WHAT IS BEING ASKED: Would you show every line from the records that holds "below"?

Stored records:
------------------------------------------------------------

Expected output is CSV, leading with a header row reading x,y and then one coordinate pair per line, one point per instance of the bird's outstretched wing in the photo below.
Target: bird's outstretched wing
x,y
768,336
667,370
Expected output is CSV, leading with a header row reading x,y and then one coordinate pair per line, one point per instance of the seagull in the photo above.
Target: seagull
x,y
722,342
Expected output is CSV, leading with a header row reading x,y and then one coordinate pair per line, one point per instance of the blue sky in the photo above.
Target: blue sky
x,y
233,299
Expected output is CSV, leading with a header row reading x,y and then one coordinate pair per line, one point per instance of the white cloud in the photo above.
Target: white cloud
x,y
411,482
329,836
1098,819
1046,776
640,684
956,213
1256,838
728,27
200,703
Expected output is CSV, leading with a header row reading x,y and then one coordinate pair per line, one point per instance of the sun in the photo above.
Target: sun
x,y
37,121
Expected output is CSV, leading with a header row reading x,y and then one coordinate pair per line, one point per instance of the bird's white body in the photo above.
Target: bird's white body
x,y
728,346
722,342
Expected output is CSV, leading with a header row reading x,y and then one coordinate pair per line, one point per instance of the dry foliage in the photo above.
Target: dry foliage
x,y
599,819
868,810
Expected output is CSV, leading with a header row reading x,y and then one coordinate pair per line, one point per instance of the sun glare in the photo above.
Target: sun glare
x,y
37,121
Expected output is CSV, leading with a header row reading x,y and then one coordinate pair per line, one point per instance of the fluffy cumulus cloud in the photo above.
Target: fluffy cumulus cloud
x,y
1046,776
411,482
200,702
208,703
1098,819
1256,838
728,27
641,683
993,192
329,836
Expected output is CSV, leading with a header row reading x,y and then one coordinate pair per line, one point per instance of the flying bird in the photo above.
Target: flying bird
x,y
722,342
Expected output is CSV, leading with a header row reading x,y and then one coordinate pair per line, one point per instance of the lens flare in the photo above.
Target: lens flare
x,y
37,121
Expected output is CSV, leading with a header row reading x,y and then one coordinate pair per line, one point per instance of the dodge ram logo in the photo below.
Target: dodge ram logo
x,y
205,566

------------------------------------------------------------

ANSWER SPACE:
Expected output is CSV, leading with a header row reading x,y and then one coordinate pair per line, one point per instance of the bird's outstretched wing in the photo below.
Expected output is CSV, leading with a header row reading x,y and then one coordinate pair per line, one point per instance of the dodge ram logo in the photo below.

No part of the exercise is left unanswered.